→ **Énoncé rédigé a**:
D'après la page consacrée au remaniement du gouvernement tunisien, depuis combien de temps Mechichi est-il chef du gouvernement ?

Plus ça change, plus c’est pareil!

Décidément, c’est plus facile de changer de gouvernement que de changer de politiques publiques. Et pour la Tunisie, l’histoire se répète : Mechichi, chef du gouvernement depuis 4 mois, remanie profondément son équipe, sans évaluation, sans programme d’action, sans objectifs chiffrés, autres que ceux d’acheter du temps et d’occulter un marasme économique criant. Ce remaniement n’augure rien de bon pour la Tunisie ! Explication…
On attribue à Albert Einstein la formule selon laquelle «la folie, c’est de faire toujours la même chose en espérant à chaque fois un résultat différent ! ». De toute évidence, ce remaniement s’inscrit dans cette «folie dévastatrice» pour la prospérité et le bien-être collectif.

L’art de tourner en rond!

→ **Énoncé rédigé b**:
Filtrez les enregistrements ci-dessous : ne conservez que les lignes qui contiennent le mot "small" et recopiez-les sans aucune modification.

→ **Enregistrements fournis**:

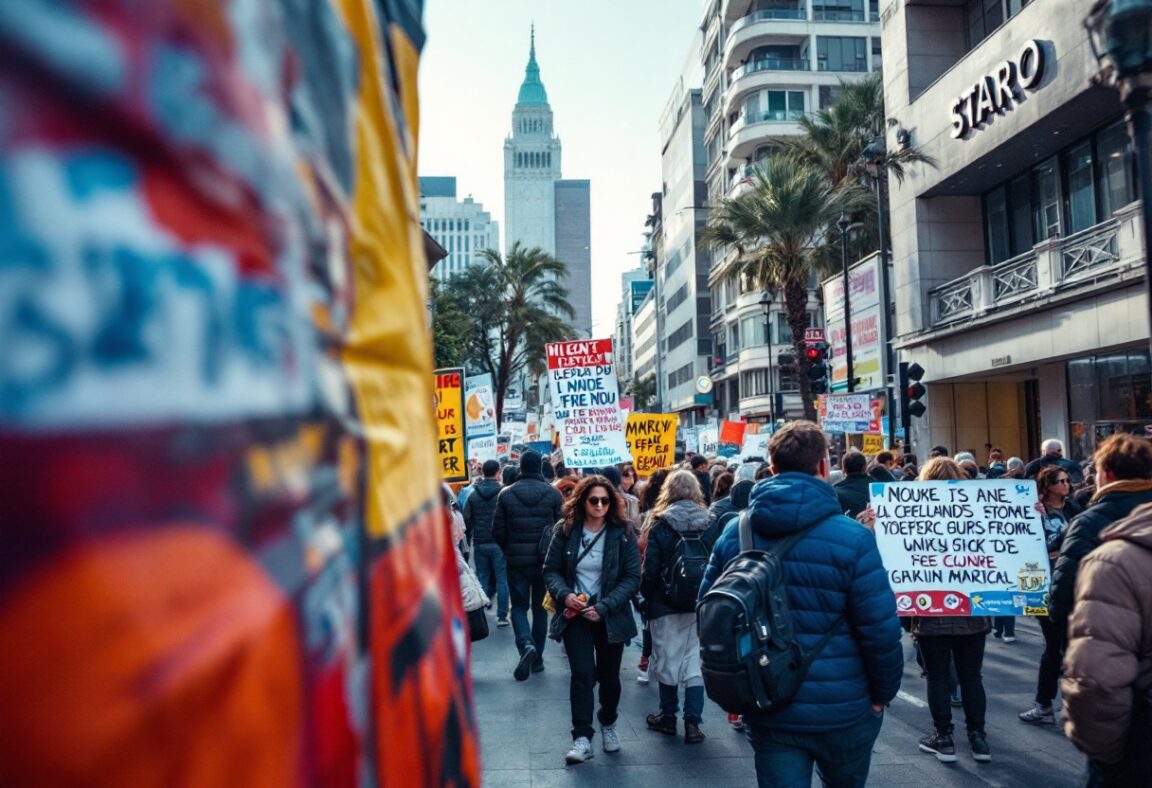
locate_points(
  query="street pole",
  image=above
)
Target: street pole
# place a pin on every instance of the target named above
(843, 224)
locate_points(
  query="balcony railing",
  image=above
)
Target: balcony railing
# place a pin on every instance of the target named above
(774, 65)
(1050, 266)
(797, 13)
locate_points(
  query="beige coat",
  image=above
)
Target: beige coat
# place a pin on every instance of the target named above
(1109, 648)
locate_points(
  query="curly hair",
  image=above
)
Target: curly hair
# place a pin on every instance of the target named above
(574, 506)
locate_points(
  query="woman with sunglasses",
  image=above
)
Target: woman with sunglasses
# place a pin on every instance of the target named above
(593, 570)
(1053, 486)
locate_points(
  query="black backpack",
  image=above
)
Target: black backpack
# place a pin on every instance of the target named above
(749, 654)
(684, 570)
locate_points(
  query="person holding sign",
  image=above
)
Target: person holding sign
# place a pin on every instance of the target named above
(947, 638)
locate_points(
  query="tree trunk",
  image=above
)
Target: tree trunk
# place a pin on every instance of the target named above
(796, 312)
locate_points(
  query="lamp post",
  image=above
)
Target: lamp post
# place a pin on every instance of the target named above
(874, 157)
(1120, 32)
(766, 308)
(843, 224)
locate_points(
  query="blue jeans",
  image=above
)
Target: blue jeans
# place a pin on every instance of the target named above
(841, 757)
(694, 702)
(528, 589)
(493, 575)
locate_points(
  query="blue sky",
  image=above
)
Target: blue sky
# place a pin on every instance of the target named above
(609, 67)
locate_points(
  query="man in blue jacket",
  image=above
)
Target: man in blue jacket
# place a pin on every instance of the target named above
(834, 570)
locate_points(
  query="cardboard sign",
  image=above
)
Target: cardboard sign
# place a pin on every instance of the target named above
(963, 547)
(847, 413)
(585, 402)
(652, 440)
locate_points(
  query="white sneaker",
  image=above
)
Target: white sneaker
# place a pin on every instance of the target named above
(581, 751)
(609, 739)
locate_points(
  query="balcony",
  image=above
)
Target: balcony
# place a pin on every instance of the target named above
(1052, 267)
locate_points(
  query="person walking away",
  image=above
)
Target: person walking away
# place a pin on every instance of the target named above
(953, 641)
(490, 561)
(524, 512)
(1052, 485)
(833, 571)
(853, 490)
(674, 563)
(1052, 453)
(592, 570)
(1108, 671)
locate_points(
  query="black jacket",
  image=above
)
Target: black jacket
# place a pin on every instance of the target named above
(853, 493)
(1082, 537)
(620, 578)
(478, 510)
(664, 536)
(523, 512)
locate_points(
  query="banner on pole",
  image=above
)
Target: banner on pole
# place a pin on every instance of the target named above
(652, 440)
(451, 430)
(585, 401)
(963, 547)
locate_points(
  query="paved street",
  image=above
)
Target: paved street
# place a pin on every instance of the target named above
(524, 730)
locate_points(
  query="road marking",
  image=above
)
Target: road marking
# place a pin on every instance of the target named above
(911, 698)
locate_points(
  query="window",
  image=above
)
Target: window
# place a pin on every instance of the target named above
(834, 53)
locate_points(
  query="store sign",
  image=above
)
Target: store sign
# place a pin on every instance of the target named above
(999, 91)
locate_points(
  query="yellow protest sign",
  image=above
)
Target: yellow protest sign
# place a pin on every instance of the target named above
(873, 444)
(449, 417)
(651, 440)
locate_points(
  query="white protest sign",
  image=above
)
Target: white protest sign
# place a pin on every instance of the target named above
(585, 401)
(847, 413)
(972, 547)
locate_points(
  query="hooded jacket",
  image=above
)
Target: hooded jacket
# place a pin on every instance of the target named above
(1109, 648)
(681, 518)
(523, 512)
(1112, 502)
(834, 570)
(478, 510)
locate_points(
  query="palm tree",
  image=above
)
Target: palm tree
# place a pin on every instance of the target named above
(778, 229)
(517, 305)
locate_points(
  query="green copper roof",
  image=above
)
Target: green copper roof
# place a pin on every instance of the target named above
(531, 91)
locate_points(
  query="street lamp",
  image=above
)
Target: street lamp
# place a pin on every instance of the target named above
(843, 224)
(766, 308)
(1121, 36)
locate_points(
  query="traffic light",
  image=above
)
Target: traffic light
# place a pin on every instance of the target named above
(817, 353)
(911, 391)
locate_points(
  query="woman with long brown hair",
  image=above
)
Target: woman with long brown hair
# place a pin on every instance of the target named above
(593, 570)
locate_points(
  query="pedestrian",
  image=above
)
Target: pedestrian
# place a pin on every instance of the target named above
(1058, 510)
(593, 570)
(854, 490)
(525, 510)
(679, 525)
(699, 466)
(1052, 453)
(1107, 671)
(834, 570)
(490, 561)
(947, 642)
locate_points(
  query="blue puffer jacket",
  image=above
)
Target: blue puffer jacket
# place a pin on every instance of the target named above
(834, 569)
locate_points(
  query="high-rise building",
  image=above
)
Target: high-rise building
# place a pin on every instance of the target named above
(540, 209)
(766, 63)
(462, 227)
(1017, 258)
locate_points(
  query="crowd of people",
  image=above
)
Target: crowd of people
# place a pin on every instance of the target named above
(598, 558)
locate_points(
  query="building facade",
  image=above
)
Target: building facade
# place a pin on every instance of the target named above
(462, 227)
(1017, 262)
(766, 63)
(540, 209)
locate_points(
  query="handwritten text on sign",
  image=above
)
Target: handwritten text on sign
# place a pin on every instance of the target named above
(962, 547)
(652, 441)
(585, 402)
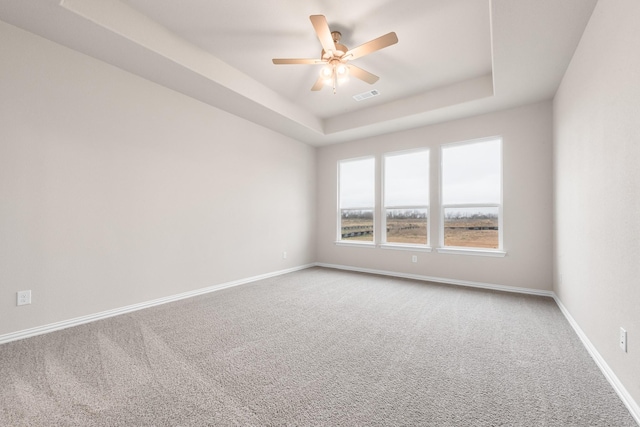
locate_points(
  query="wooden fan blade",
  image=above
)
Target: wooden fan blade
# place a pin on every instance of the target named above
(363, 75)
(371, 46)
(324, 33)
(297, 61)
(318, 84)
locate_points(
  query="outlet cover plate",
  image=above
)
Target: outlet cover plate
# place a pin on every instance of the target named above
(24, 298)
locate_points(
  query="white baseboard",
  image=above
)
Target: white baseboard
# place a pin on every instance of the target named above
(39, 330)
(466, 283)
(622, 392)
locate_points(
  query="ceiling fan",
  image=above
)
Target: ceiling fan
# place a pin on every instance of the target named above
(335, 56)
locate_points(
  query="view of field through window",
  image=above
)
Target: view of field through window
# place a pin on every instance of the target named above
(357, 225)
(407, 226)
(470, 202)
(472, 228)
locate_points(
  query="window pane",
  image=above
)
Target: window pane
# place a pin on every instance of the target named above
(356, 225)
(471, 173)
(471, 227)
(357, 183)
(406, 179)
(407, 226)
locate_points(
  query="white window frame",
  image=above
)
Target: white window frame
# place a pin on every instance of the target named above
(464, 250)
(384, 207)
(340, 209)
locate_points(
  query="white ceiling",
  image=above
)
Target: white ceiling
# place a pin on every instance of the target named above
(454, 58)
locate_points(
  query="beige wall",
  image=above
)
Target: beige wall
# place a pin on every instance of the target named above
(527, 133)
(116, 191)
(597, 186)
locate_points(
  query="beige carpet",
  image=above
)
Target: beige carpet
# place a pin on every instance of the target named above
(317, 347)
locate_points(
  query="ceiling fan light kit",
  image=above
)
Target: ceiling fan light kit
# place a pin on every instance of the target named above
(335, 56)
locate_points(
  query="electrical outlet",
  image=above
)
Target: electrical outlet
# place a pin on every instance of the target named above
(24, 297)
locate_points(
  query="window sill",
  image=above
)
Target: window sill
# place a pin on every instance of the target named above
(356, 244)
(470, 251)
(405, 247)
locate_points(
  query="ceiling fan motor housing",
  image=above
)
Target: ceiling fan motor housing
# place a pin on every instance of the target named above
(340, 48)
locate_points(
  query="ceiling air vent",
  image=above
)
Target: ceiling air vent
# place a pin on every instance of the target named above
(366, 95)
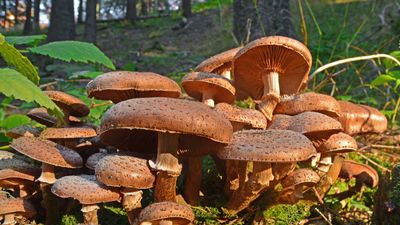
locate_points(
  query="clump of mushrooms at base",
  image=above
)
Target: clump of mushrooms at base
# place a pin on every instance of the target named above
(293, 143)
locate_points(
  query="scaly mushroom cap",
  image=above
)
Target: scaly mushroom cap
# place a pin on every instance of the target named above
(289, 57)
(179, 214)
(68, 103)
(119, 86)
(250, 117)
(304, 177)
(268, 146)
(338, 143)
(17, 206)
(138, 120)
(357, 119)
(219, 63)
(198, 83)
(86, 189)
(363, 173)
(23, 130)
(296, 104)
(124, 171)
(47, 152)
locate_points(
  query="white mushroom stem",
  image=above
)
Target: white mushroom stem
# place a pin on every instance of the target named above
(167, 166)
(90, 214)
(271, 94)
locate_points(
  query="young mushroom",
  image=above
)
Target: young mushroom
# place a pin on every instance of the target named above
(88, 191)
(166, 213)
(269, 67)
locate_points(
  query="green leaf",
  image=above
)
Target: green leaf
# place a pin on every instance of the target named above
(74, 51)
(15, 59)
(26, 40)
(12, 83)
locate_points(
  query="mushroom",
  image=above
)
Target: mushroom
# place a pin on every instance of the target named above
(219, 64)
(88, 191)
(262, 147)
(119, 86)
(296, 104)
(12, 207)
(269, 67)
(140, 121)
(357, 119)
(130, 173)
(51, 155)
(166, 213)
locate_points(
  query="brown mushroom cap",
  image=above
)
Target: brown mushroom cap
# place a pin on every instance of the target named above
(180, 214)
(250, 117)
(68, 103)
(17, 206)
(268, 146)
(363, 173)
(47, 152)
(295, 104)
(118, 86)
(124, 171)
(86, 189)
(219, 63)
(138, 120)
(357, 119)
(304, 177)
(289, 57)
(198, 83)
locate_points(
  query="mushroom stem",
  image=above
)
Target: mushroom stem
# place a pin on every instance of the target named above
(193, 180)
(271, 94)
(167, 166)
(90, 214)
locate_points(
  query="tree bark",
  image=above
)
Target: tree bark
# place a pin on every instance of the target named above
(131, 10)
(62, 21)
(28, 16)
(90, 21)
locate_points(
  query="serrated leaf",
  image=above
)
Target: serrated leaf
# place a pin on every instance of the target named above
(15, 59)
(14, 84)
(74, 51)
(26, 40)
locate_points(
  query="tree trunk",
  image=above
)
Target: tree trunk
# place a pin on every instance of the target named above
(131, 10)
(36, 15)
(90, 21)
(28, 16)
(62, 21)
(186, 8)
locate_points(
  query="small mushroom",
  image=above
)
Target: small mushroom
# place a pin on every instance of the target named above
(166, 213)
(119, 86)
(269, 67)
(88, 191)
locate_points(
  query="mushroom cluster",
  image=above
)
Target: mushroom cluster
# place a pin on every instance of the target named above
(292, 143)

→ **Solution rédigée a**:
Depuis 4 mois.

→ **Solution rédigée b**:
  query="small mushroom",
Target: small mushroom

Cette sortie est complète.